• **Source**:

Pandas version checks
-
[X] I have checked that this issue has not already been reported.
-
[X] I have confirmed this bug exists on the latest version of pandas.
-
[X] I have confirmed this bug exists on the main branch of pandas.
Reproducible Example
import pandas as pd
import pyarrow as pa
data = {
"foo": ["A", "B", "C"],
"prop": [0.5, 0.8, 0.7]
}
df = pd.DataFrame(data)
df["prop"].astype('float64[pyarrow]')
Issue Description
Cannot change a column type to float64[pyarrow]
. The error I get is:
NameError: name 'pa' is not defined
Expected Behavior
I'd expect to get the column converted properly
0 0.5
1 0.8
2 0.7
Name: prop, dtype: double[pyarrow]
Installed Versions
Comment From: emmansh
Seems related to #57928.
Comment From: rhshadrach
Thanks for the report, cannot reproduce on main nor 2.2.x. Just prior to the astype
line, can you try running:
import sys
print([e for e in sys.modules if "pyarrow" in e])
what is the output that you get?
Comment From: emmansh
@rhshadrach β
import sys
print([e for e in sys.modules if "pyarrow" in e])
## ['pandas.compat.pyarrow', 'pyarrow._generated_version', 'pyarrow.util', 'pyarrow.lib', 'pyarrow.ipc', 'pyarrow.types', 'pyarrow']
It's also worth noting that this issue is replicated on two different machines (locally as above; and AWS Sagemaker notebook).
More info I set up my virtual env this way:
conda create -n "foo" python=3.12
source activate base
source activate foo
conda install jupyterlab pandas seaborn matplotlib pyarrow
ππ»And working inside foo
virtual env results with the issue reported in my original post.
However if I set the virtual env in the following way, no issue and works as expected:
conda create -n "bar" python=3.12
source activate base
source activate bar
conda install jupyterlab pandas=2.2.2 seaborn matplotlib pyarrow=17.0.0
Comment From: emmansh
Hey @rhshadrach β just checking in. Have you tried replicating the bug using the virtual envs I showed in my last comment?
Comment From: rhshadrach
@emmansh - no, and I don't have the bandwidth to work on this issue any further.
Comment From: zogzog
It happens only when Pyarrow is not installed.
Comment From: emmansh
@zogzog β as far as I understand the pandas code I posted originally should run out of the box. No?

• **Record list**:

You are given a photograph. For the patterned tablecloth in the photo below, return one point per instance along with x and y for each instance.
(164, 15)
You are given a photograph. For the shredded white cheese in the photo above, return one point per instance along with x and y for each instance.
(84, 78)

--

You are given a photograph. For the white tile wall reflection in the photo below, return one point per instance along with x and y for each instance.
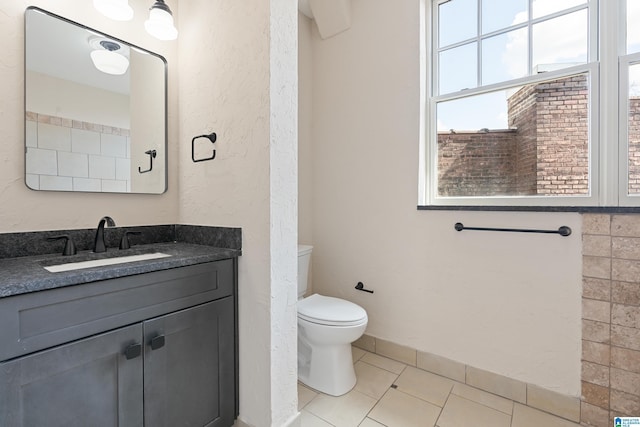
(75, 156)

• **The tasks**:
a) Answer these about the pandas issue thread:
(i) What error message does the reporter get when converting the column?
(ii) In the "bar" environment that works as expected, which pandas and pyarrow versions are installed?
(iii) According to zogzog, when does the problem happen?
b) Which lines of the records contain the word "with"? Copy each such line in full, treating case as significant.
The records have no connection to the pandas issue thread.

• **Full solutions**:
a)
(i) NameError: name 'pa' is not defined
(ii) pandas 2.2.2 and pyarrow 17.0.0
(iii) Only when Pyarrow is not installed.

b)
You are given a photograph. For the patterned tablecloth in the photo below, return one point per instance along with x and y for each instance.
You are given a photograph. For the shredded white cheese in the photo above, return one point per instance along with x and y for each instance.
You are given a photograph. For the white tile wall reflection in the photo below, return one point per instance along with x and y for each instance.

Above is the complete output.